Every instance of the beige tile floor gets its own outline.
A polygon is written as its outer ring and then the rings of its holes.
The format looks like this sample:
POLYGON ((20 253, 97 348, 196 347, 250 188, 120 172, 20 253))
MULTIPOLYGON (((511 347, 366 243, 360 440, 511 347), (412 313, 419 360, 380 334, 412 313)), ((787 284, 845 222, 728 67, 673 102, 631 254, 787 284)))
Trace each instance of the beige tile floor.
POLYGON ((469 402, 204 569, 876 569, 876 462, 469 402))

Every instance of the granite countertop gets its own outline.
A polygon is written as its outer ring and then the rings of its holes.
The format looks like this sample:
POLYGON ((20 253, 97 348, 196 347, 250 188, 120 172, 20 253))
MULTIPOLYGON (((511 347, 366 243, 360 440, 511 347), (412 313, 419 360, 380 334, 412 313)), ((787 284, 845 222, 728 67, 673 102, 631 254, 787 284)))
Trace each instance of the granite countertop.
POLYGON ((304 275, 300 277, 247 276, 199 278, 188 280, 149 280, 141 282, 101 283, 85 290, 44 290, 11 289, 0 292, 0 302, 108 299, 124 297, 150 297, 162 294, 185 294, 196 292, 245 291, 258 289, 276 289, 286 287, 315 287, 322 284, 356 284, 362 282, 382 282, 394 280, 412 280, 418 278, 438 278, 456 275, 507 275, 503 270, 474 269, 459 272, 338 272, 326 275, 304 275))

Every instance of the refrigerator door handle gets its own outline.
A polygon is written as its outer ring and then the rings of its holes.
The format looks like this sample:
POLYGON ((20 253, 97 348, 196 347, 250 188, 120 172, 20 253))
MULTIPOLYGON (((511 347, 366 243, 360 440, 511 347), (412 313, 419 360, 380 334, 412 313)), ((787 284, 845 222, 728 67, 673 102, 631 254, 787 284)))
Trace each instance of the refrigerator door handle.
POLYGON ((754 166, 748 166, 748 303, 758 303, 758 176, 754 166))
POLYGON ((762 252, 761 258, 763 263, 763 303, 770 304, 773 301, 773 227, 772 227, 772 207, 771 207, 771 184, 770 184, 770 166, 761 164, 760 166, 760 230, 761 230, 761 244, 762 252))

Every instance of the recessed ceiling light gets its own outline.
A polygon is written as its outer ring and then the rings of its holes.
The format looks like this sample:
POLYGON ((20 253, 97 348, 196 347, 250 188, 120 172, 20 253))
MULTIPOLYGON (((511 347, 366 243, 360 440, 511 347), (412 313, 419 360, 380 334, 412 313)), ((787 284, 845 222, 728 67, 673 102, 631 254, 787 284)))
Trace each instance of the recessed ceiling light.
________
- **What is being asked**:
Return all of the items above word for word, without changing anything.

- **Output below**:
Every instance of the beige tile floor gets its own outline.
A polygon is written as its outer ring and then the rings of its holes.
The format looks like this sample:
POLYGON ((20 253, 97 348, 196 347, 250 188, 120 172, 20 253))
MULTIPOLYGON (((511 347, 366 243, 360 440, 511 347), (412 313, 419 360, 380 334, 412 313)), ((787 284, 845 222, 728 67, 673 102, 631 254, 787 284)))
Trace each instance of the beige tile floor.
POLYGON ((469 402, 204 569, 876 569, 876 462, 469 402))

Every instance of the granite countertop gets its own outline.
A polygon is written as its outer ring and then the rings of its holes.
The format looks like this sample:
POLYGON ((20 253, 97 348, 196 347, 250 188, 120 172, 20 253))
MULTIPOLYGON (((511 347, 366 243, 360 440, 511 347), (412 313, 419 360, 380 334, 412 313)), ((787 284, 845 222, 728 67, 673 102, 631 254, 787 284)))
Trace each instance of the granite countertop.
POLYGON ((304 275, 300 277, 247 276, 199 278, 188 280, 149 280, 141 282, 101 283, 85 290, 44 290, 11 289, 0 292, 0 302, 108 299, 124 297, 150 297, 162 294, 185 294, 196 292, 245 291, 258 289, 276 289, 286 287, 315 287, 322 284, 356 284, 362 282, 382 282, 394 280, 412 280, 418 278, 438 278, 456 275, 507 275, 503 270, 474 269, 459 272, 338 272, 326 275, 304 275))

Every instance of the refrigerator door handle gets its own outline.
A polygon is written as its outer ring and then the rings of its holes.
The format looks like this sample:
POLYGON ((20 253, 97 348, 196 347, 250 188, 120 172, 20 253))
MULTIPOLYGON (((511 347, 366 243, 360 440, 511 347), (412 313, 419 360, 380 334, 412 313)), ((787 284, 845 222, 728 67, 673 102, 631 254, 787 284)))
Trace each instance of the refrigerator door handle.
POLYGON ((754 166, 748 166, 748 303, 758 303, 758 176, 754 166))
POLYGON ((762 252, 761 258, 763 263, 763 303, 770 304, 773 301, 773 227, 772 227, 772 207, 771 207, 771 184, 770 184, 770 166, 761 164, 760 166, 760 230, 761 230, 761 244, 762 252))

Every instance of the recessed ceiling light gets its own outline.
A polygon is written as its outer ring and then the rings of its holes.
The format looks like this sample:
POLYGON ((20 253, 97 348, 196 347, 250 188, 120 172, 20 253))
MULTIPOLYGON (((511 347, 366 243, 360 440, 511 347), (412 313, 419 360, 380 334, 412 313)), ((787 284, 845 222, 728 67, 673 102, 631 254, 787 284)))
Trace each instance of the recessed ceiling light.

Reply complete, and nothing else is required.